Africa Oil & Power (AOP) and the African Energy Chamber are excited to announce the launch of the first-ever U.S. Africa Energy Forum (USAEF). This event aims to create deeper cooperation between the U.S. and Africa on energy policy, to reach alignment on long term sustainability goals, to stimulate greater American investment in the African oil, gas and power sectors, and to engage and reposition the U.S. as the primary partner of choice for African energy developments.

Under the theme “New Horizons for U.S. Africa Energy Investment” the forum will explore diverse foreign investment and export opportunities across the continent, including natural gas as a vital fuel for the energy transition; energy storage and battery minerals; Africa’s place in global energy supply chains; the benefits of the African Continental Free Trade Area; evolving energy technologies and how they relate to the future role of petroleum resources; and on-and off-grid power developments.

An online seminar and in-person networking event will be held in Washington D.C. on July 12, 2021, building up to the in-person U.S. Africa Energy Forum summit and gala dinner, to be hosted in Houston, Texas, on October 4-5, 2021. Africa Oil & Power and the African Energy Chamber invite all U.S.-based companies with an interest in engaging with African industry leaders and project developers to participate in the USAEF Houston summit.

**TRY IT:**
According to the forum announcement, where and when will the U.S. Africa Energy Forum summit and gala dinner be hosted?

Saved entries

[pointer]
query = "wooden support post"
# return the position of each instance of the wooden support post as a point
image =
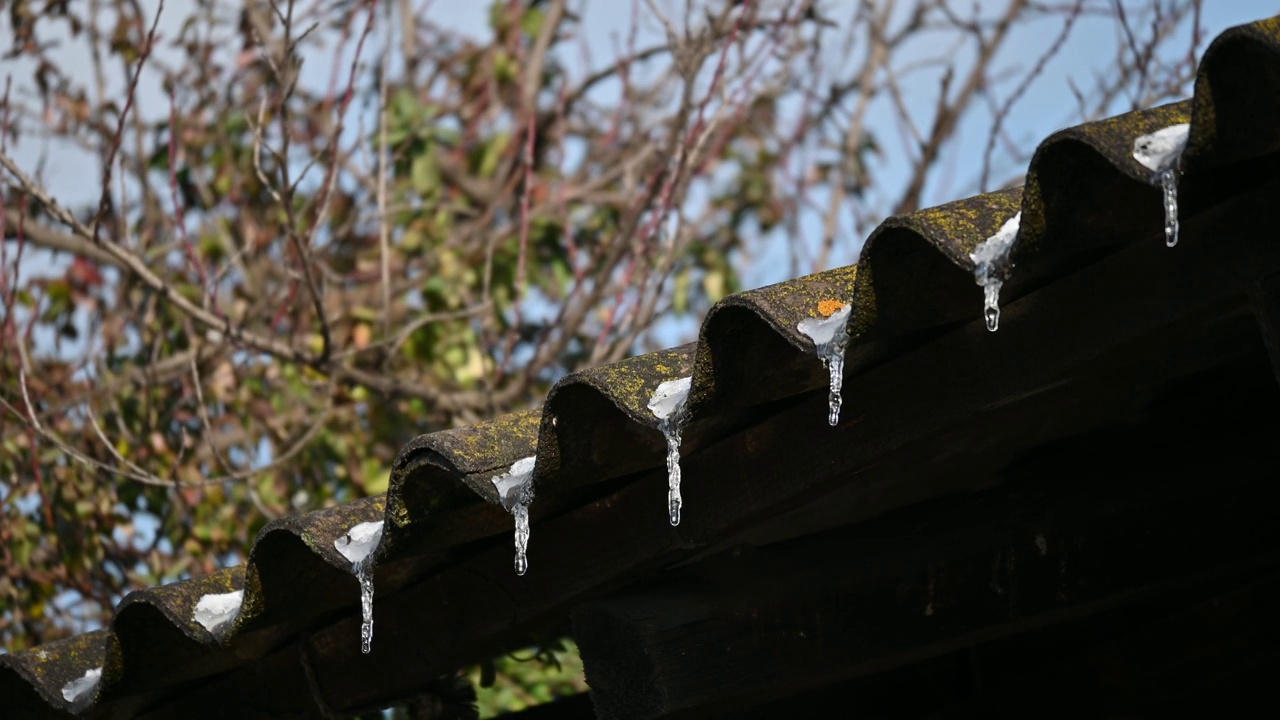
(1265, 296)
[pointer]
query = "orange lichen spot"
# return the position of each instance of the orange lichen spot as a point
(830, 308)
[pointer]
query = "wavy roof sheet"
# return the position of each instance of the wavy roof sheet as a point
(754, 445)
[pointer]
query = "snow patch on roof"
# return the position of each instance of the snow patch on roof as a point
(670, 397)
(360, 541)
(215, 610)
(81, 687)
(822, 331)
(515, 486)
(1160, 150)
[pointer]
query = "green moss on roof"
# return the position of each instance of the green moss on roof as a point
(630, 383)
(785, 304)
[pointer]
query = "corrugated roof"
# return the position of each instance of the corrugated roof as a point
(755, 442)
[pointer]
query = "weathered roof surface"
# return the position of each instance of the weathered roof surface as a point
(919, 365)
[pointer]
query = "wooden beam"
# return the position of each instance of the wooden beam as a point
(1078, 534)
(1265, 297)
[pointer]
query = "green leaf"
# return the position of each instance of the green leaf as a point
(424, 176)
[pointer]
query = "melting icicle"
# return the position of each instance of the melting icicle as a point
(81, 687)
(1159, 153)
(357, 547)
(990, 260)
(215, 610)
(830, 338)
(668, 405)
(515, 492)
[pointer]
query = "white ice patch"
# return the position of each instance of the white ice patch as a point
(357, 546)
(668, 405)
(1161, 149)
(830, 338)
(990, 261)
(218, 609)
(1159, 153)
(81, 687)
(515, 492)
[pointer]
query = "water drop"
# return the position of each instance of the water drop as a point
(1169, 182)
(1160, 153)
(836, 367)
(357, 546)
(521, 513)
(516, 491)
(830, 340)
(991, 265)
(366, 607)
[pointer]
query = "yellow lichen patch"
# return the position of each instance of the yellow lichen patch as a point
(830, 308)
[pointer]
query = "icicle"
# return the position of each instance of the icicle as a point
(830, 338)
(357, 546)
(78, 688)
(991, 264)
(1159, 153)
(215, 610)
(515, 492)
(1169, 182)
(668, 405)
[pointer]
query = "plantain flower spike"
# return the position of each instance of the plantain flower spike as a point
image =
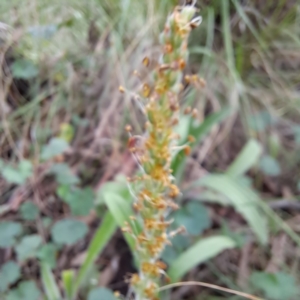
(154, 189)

**RESPONSE BELOW:**
In Houston, Texas, on October 4-5, 2021.